→ Page text
Friday, December 24, 2021

The Eve of the Nativity (Christmas Eve), Year C (2021

Isaiah 9:2 – 7 / Psalm 96 / Luke 2:1 – 20

This is the homily given at St. John’s, Huntingdon, Pennsylvania by Fr. Gene Tucker on Friday, December 24, 2021.

“THE CHRISTMAS STORY: A LOVE STORY”

(Homily text: Luke 2:1 – 20)

It can be refreshing and helpful to step back from a very familiar story in order to ask ourselves, “What is the basic message or truth that we’re supposed to glean from this?”

The Christmas story, familiar to most of us who’ve had any experience with the Church or with the Bible (OK, I admit there are fewer people who fall into one or both of those two categories these days than there might have been in times past) know the basics of the story, either from Matthew’s account or from Luke’s account. It’s Luke’s account which we are hearing and considering tonight.

What’s going on with these accounts of Jesus’ birth?

I think, if we try to see some unifying message, it would be that this is, at its most basic truth, a love story. A love story about God’s love for the world He created and which He sustains, and a love story about human beings, whom He also created and with whom He wants to have a deep, enduring and intense love relationship.

Love.

It might be a good idea for us to consider just what love is, for I think, in this present age, the concept of love and the ways we might expect to experience it, need a bit of refreshing, a step back, if you will, to see just what love really is.

→ Required action 1
Decide whether each statement agrees with the homily, answering yes or no and quoting the deciding words: (a) It was given at St. John’s in Huntingdon, Pennsylvania. (b) Matthew’s account is the one being heard and considered tonight. (c) The speaker says more people have experience with the Church or the Bible now than in times past.
→ Required action 2
List every scripture reading named at the head of the homily.

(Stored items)

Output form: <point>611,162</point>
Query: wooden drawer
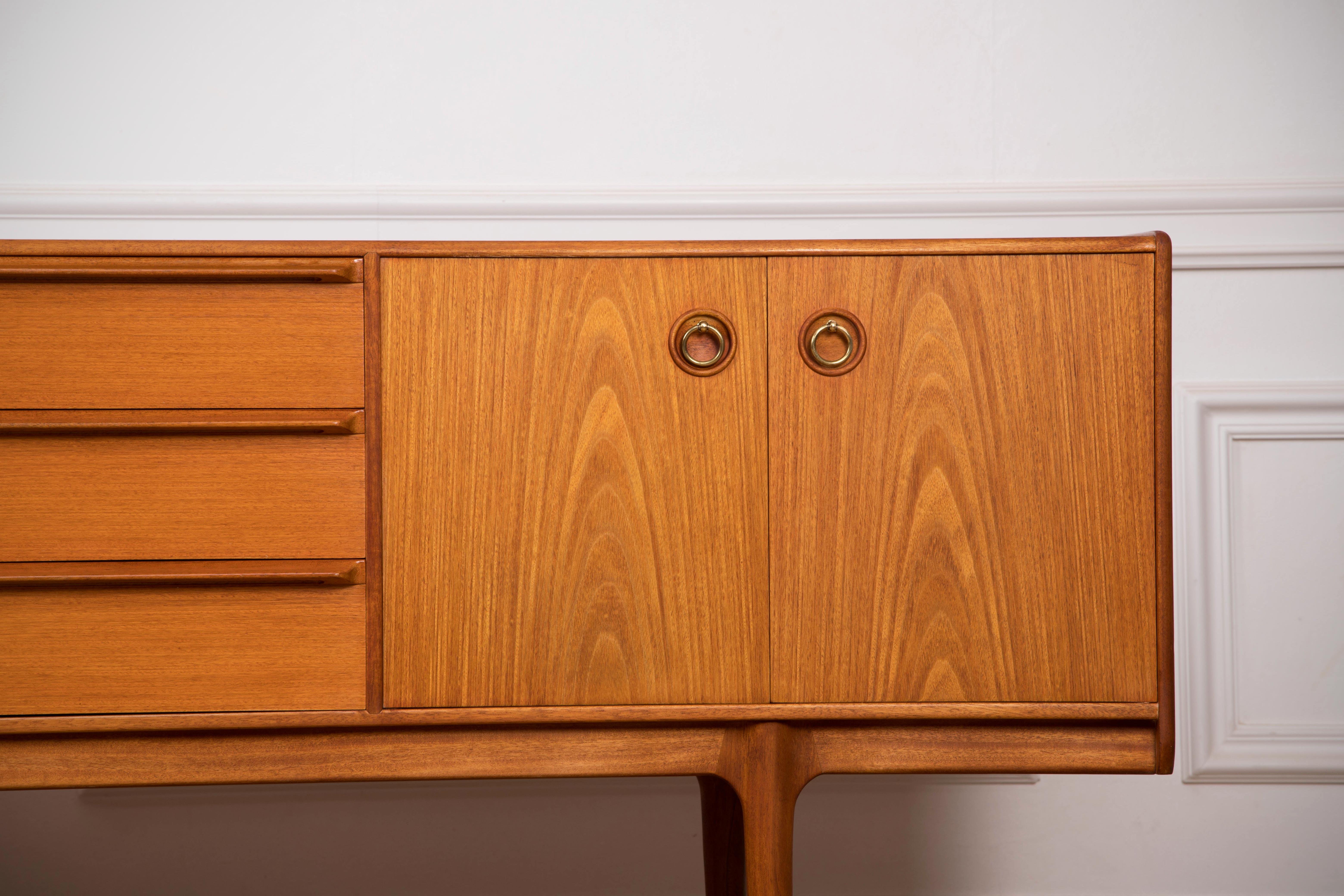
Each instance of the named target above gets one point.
<point>93,492</point>
<point>142,334</point>
<point>181,637</point>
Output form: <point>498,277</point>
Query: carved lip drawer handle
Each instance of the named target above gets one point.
<point>150,574</point>
<point>832,327</point>
<point>204,422</point>
<point>702,327</point>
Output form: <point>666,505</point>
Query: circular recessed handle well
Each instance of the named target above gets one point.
<point>703,327</point>
<point>832,342</point>
<point>831,327</point>
<point>702,343</point>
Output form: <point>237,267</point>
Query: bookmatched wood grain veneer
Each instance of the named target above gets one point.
<point>572,519</point>
<point>968,514</point>
<point>390,511</point>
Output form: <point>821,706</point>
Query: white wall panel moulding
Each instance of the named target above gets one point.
<point>1221,580</point>
<point>1213,225</point>
<point>859,201</point>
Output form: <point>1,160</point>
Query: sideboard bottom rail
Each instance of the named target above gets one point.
<point>751,773</point>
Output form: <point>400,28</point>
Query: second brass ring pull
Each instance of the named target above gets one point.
<point>702,328</point>
<point>831,327</point>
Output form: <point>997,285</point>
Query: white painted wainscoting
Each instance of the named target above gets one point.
<point>1260,549</point>
<point>1221,123</point>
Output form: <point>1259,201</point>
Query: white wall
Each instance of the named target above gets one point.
<point>1222,123</point>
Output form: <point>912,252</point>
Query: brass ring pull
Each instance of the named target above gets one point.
<point>701,328</point>
<point>831,327</point>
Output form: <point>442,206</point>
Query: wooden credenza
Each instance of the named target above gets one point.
<point>748,511</point>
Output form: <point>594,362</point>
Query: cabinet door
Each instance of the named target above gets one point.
<point>569,516</point>
<point>970,512</point>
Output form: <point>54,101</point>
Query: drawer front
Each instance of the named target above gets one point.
<point>147,346</point>
<point>201,648</point>
<point>181,496</point>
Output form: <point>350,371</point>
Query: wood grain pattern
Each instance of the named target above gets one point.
<point>189,346</point>
<point>302,271</point>
<point>570,519</point>
<point>675,714</point>
<point>970,514</point>
<point>1163,492</point>
<point>413,754</point>
<point>763,762</point>
<point>187,573</point>
<point>330,422</point>
<point>986,749</point>
<point>586,249</point>
<point>175,649</point>
<point>167,498</point>
<point>722,839</point>
<point>374,481</point>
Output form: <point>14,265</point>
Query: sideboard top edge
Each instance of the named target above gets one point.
<point>674,714</point>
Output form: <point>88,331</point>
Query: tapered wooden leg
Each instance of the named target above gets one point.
<point>768,766</point>
<point>721,821</point>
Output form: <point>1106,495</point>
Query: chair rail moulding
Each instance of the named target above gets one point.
<point>1221,744</point>
<point>1214,225</point>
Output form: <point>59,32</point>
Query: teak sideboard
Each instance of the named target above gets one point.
<point>748,511</point>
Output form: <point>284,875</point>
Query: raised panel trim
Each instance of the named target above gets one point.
<point>1216,746</point>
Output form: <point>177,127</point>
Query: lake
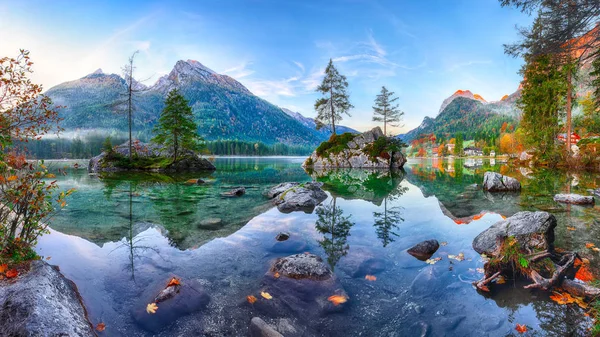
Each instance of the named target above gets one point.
<point>123,235</point>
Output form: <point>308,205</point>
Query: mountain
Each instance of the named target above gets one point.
<point>223,107</point>
<point>311,124</point>
<point>469,114</point>
<point>461,93</point>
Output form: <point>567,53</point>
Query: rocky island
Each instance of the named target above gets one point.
<point>371,149</point>
<point>147,157</point>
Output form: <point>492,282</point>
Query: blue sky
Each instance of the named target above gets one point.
<point>422,50</point>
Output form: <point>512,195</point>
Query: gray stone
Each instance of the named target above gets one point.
<point>236,192</point>
<point>277,190</point>
<point>304,197</point>
<point>174,303</point>
<point>574,199</point>
<point>282,236</point>
<point>424,250</point>
<point>259,328</point>
<point>494,182</point>
<point>211,223</point>
<point>42,302</point>
<point>302,266</point>
<point>354,156</point>
<point>534,231</point>
<point>524,156</point>
<point>189,161</point>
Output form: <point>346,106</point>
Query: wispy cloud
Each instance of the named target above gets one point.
<point>456,66</point>
<point>239,71</point>
<point>299,65</point>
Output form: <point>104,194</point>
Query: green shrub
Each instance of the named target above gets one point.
<point>335,144</point>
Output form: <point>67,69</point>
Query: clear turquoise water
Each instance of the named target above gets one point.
<point>124,234</point>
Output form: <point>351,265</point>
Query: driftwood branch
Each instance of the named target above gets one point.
<point>541,282</point>
<point>482,284</point>
<point>580,289</point>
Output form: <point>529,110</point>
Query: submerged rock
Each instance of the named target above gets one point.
<point>259,328</point>
<point>424,250</point>
<point>236,192</point>
<point>493,182</point>
<point>357,153</point>
<point>574,199</point>
<point>42,302</point>
<point>182,300</point>
<point>189,161</point>
<point>534,231</point>
<point>194,182</point>
<point>282,236</point>
<point>277,190</point>
<point>211,223</point>
<point>298,197</point>
<point>302,266</point>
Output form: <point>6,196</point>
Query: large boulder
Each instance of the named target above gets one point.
<point>42,302</point>
<point>298,197</point>
<point>355,154</point>
<point>534,231</point>
<point>302,266</point>
<point>259,328</point>
<point>424,250</point>
<point>189,161</point>
<point>173,302</point>
<point>574,199</point>
<point>496,182</point>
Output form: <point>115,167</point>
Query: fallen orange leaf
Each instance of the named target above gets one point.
<point>584,274</point>
<point>12,273</point>
<point>100,327</point>
<point>562,298</point>
<point>151,308</point>
<point>337,299</point>
<point>521,328</point>
<point>174,282</point>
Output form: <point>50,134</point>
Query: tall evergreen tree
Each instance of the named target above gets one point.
<point>385,109</point>
<point>176,128</point>
<point>335,103</point>
<point>542,102</point>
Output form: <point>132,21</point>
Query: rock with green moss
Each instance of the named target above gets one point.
<point>371,149</point>
<point>147,157</point>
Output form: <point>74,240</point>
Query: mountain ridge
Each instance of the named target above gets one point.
<point>223,108</point>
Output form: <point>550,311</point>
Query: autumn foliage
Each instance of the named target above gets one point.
<point>27,195</point>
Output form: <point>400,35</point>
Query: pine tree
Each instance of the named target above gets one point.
<point>386,111</point>
<point>176,128</point>
<point>336,103</point>
<point>543,102</point>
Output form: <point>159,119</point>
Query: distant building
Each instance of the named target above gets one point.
<point>575,138</point>
<point>473,151</point>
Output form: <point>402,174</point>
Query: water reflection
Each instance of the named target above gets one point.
<point>335,227</point>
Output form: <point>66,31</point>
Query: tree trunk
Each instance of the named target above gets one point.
<point>332,111</point>
<point>568,135</point>
<point>129,101</point>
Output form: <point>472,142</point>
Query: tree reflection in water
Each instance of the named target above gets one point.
<point>335,228</point>
<point>387,220</point>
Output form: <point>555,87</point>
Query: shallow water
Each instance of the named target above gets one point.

→ Reply 1
(a) Yes: "given at St. John’s, Huntingdon, Pennsylvania"
(b) No: "It’s Luke’s account which we are hearing and considering tonight."
(c) No: "there are fewer people who fall into one or both of those two categories these days than there might have been in times past"

→ Reply 2
Isaiah 9:2 – 7
Psalm 96
Luke 2:1 – 20